(Beginning of Dataset content)

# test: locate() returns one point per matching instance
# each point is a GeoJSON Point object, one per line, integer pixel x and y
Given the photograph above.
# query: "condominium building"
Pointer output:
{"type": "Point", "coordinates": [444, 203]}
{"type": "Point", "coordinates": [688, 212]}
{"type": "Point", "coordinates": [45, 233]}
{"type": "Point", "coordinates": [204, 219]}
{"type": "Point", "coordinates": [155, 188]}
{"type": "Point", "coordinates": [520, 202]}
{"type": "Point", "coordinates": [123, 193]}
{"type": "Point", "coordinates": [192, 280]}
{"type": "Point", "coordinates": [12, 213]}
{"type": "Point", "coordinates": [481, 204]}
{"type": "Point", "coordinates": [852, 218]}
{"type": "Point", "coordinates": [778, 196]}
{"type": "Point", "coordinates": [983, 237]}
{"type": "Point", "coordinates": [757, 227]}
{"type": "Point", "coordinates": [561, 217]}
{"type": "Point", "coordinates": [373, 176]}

(End of Dataset content)

About this exercise
Go through the records above and set each one down exactly, please.

Solved exercise
# test: locate() returns one point per matching instance
# each point is a GeoJSON Point object, one per line, integer pixel x and y
Given the photograph above.
# query: "condominium building"
Pointer output:
{"type": "Point", "coordinates": [444, 203]}
{"type": "Point", "coordinates": [688, 212]}
{"type": "Point", "coordinates": [45, 233]}
{"type": "Point", "coordinates": [204, 219]}
{"type": "Point", "coordinates": [155, 188]}
{"type": "Point", "coordinates": [520, 202]}
{"type": "Point", "coordinates": [123, 193]}
{"type": "Point", "coordinates": [192, 280]}
{"type": "Point", "coordinates": [12, 213]}
{"type": "Point", "coordinates": [481, 204]}
{"type": "Point", "coordinates": [852, 218]}
{"type": "Point", "coordinates": [778, 196]}
{"type": "Point", "coordinates": [983, 237]}
{"type": "Point", "coordinates": [757, 227]}
{"type": "Point", "coordinates": [561, 217]}
{"type": "Point", "coordinates": [373, 176]}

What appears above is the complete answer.